## [PROBLEM]
Provide an exact repetition of every entry, with no word altered.

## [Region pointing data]
•••

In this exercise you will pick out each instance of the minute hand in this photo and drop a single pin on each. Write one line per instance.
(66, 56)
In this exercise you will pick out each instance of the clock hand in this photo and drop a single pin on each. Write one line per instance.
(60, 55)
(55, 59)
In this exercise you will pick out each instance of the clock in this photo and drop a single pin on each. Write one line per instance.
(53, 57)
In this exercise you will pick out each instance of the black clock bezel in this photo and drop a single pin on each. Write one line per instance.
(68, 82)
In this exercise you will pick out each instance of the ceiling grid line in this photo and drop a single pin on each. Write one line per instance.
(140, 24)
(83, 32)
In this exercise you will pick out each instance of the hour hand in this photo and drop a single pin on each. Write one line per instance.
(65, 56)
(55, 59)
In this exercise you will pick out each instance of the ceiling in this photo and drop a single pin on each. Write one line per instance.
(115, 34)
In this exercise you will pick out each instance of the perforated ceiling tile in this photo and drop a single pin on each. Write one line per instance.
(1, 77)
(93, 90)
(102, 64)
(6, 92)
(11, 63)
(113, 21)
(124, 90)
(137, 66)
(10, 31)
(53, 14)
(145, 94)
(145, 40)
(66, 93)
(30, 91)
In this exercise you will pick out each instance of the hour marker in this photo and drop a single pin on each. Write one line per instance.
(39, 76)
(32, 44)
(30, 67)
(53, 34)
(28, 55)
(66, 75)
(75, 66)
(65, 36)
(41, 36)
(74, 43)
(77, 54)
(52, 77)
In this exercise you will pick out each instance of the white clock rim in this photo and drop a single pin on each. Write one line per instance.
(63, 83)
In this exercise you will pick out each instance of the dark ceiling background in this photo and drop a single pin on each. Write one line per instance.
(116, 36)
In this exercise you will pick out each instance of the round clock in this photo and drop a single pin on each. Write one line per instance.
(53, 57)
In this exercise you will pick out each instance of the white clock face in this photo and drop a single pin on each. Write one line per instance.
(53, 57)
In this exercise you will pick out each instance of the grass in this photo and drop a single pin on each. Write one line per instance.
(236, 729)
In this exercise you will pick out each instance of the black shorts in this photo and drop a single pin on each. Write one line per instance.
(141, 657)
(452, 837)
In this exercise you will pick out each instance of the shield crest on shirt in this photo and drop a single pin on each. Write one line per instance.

•••

## [RESULT FOR THIS TASK]
In this exercise you will pick out each instance of the minute hand in this photo and drop a single pin on each. Write one line per instance.
(66, 56)
In this exercise you will pick out each instance of the clock hand in this photo and drop a single pin on each. Write one line per instance.
(60, 55)
(55, 59)
In this exercise you will pick out each instance of the clock in this photo and drop a single pin on each. Write one line per instance.
(53, 57)
In this exercise you will pick out each instance of the black clock bezel in this photo and drop a single pin on each. Write one line per instance.
(68, 82)
In this exercise you will pick out each instance of the ceiling grid line in this photo and drop a single pin on each. Write one line per instance.
(140, 24)
(83, 32)
In this exercise you will pick out each instance of the hour hand in this photo and drop a single pin on each. Write one line per instance.
(65, 56)
(55, 59)
In this exercise you will pick out each instance of the ceiling in this photo and drop a single pin on each. Write one line per instance.
(115, 34)
In this exercise you will pick out each instance of the perforated ceiling tile in this photo and drop a single pin on each. Write one line per instance.
(1, 77)
(93, 90)
(102, 64)
(6, 92)
(11, 63)
(113, 21)
(124, 90)
(137, 66)
(10, 31)
(53, 14)
(145, 94)
(145, 40)
(66, 93)
(30, 91)
In this exercise you will pick out each instance of the hour marker in this photo and drop a single pin on each. Write one line per instance.
(39, 76)
(32, 44)
(30, 67)
(53, 34)
(28, 55)
(66, 75)
(75, 66)
(65, 36)
(41, 36)
(74, 43)
(77, 54)
(52, 77)
In this exercise you will pick out each instance of the white clock rim in this photo and drop a single pin on each. Write one line per instance.
(63, 83)
In this exercise you will pick out each instance of the dark ceiling background in this photo and drop a single pin on each. Write one line per instance.
(116, 36)
In this exercise you will pick out each instance of the round clock in this photo and drop a single pin on each. Write one line per instance.
(53, 57)
In this exercise you will pick out each instance of the white clock face in this photo and drop a single pin on each. Write one line per instance.
(53, 57)
In this exercise you will pick out each instance of the grass in this photo and drop a single pin on each. Write one line per instance.
(236, 729)
In this exercise you will pick out each instance of the black shorts in this photo and drop a single pin on each. Write one line per instance.
(141, 657)
(452, 837)
In this exercise you will pick out each instance of the shield crest on shirt in this photo and drop a single pin on each. Write one line per instance.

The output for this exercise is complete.